The problem
Return the records that follow, matching each one exactly.

Rows from a dataset
'''
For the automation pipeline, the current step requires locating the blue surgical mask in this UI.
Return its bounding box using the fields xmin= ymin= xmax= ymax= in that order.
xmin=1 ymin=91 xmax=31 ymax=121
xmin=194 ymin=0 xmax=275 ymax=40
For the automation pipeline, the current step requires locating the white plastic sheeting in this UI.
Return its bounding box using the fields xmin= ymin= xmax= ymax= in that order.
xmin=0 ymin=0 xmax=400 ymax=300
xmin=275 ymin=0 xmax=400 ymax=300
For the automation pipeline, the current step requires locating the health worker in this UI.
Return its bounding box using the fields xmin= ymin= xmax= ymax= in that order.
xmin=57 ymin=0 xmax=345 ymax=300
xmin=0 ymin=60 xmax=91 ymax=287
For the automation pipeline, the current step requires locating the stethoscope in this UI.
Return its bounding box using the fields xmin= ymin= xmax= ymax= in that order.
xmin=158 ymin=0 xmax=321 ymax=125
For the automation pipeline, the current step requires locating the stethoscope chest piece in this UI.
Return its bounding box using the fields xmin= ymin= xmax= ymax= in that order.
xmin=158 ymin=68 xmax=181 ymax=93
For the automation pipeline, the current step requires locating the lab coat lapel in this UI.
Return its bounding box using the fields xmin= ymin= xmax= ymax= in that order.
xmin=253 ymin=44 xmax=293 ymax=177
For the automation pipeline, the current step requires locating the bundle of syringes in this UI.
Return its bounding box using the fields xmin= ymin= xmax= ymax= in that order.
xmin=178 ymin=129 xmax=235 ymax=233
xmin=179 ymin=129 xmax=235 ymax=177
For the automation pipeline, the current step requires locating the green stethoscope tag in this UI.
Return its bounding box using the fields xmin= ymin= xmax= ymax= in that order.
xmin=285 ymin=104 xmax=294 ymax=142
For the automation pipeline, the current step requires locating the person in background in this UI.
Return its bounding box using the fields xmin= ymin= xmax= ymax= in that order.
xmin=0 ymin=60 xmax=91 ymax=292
'''
Written solution
For the automation pipeline, the current step requires locating the blue surgical mask in this UI.
Return its bounding box using the fields xmin= ymin= xmax= ymax= in that order.
xmin=1 ymin=91 xmax=31 ymax=121
xmin=194 ymin=0 xmax=275 ymax=40
For the automation pipeline, the current step requires locating the white plastic sheeting in this UI.
Return its bounding box using the fields xmin= ymin= xmax= ymax= in that order.
xmin=0 ymin=0 xmax=400 ymax=300
xmin=275 ymin=0 xmax=400 ymax=300
For the automation pipeline, the current step requires locating the health worker in this UI.
Return its bounding box using the fields xmin= ymin= xmax= ymax= in that order.
xmin=57 ymin=0 xmax=345 ymax=300
xmin=0 ymin=60 xmax=91 ymax=287
For the automation pipeline, the current step requires locating the stethoscope in this UI.
Return its bounding box using the fields xmin= ymin= xmax= ymax= in that order.
xmin=158 ymin=0 xmax=321 ymax=125
For the automation pipeline, the current step requires locating the stethoscope chest piece in this UI.
Return its bounding box using the fields xmin= ymin= xmax= ymax= in that order.
xmin=158 ymin=68 xmax=181 ymax=93
For the automation pipeline, the current step requires locating the lab coat lapel in this UI.
Return its bounding box using the fields xmin= ymin= xmax= ymax= in that order.
xmin=253 ymin=44 xmax=293 ymax=177
For the automation pipeline, the current step requires locating the bundle of syringes in this UI.
Return its bounding box using the fields xmin= ymin= xmax= ymax= in that order.
xmin=178 ymin=129 xmax=235 ymax=233
xmin=179 ymin=129 xmax=235 ymax=177
For the automation pipeline, the current step requires locating the green stethoscope tag in this UI.
Return its bounding box using the fields xmin= ymin= xmax= ymax= in that order.
xmin=285 ymin=104 xmax=294 ymax=142
For the automation pipeline, the current step requires locating the person in background in this UI.
Return its bounding box using the fields xmin= ymin= xmax= ymax= in that order.
xmin=0 ymin=60 xmax=91 ymax=292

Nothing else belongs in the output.